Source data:
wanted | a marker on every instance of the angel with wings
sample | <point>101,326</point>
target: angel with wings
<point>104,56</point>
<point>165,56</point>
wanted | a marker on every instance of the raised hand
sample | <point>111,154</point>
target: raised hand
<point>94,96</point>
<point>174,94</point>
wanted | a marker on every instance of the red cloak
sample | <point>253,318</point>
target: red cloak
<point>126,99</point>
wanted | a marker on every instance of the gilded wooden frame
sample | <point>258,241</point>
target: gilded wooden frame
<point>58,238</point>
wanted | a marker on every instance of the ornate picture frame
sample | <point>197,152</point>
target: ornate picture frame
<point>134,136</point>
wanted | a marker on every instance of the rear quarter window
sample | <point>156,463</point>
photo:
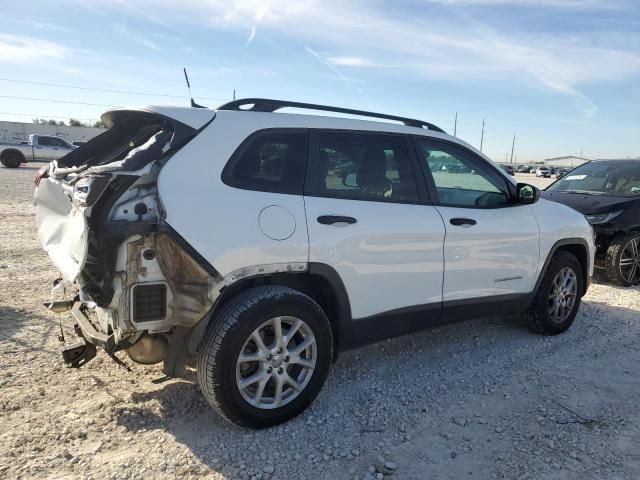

> _DIRECTIONS FOR THIS TASK_
Reproduce the data line for line from the line containing "wanted | a marker on every instance of the red" through the end of the data, both ends included. Leave the pictures out of your answer.

> _RESPONSE BELOW_
wanted | a marker on every instance of the red cloak
sample | <point>253,318</point>
target: red cloak
<point>126,99</point>
wanted | a marker on every instance of the gilded wooden frame
sample | <point>258,241</point>
target: gilded wooden frame
<point>58,238</point>
wanted | a marker on every instance of the ornate picture frame
sample | <point>197,152</point>
target: ornate picture frame
<point>134,136</point>
wanted | a marker on every instance of the rear quarter window
sample | <point>156,463</point>
photo:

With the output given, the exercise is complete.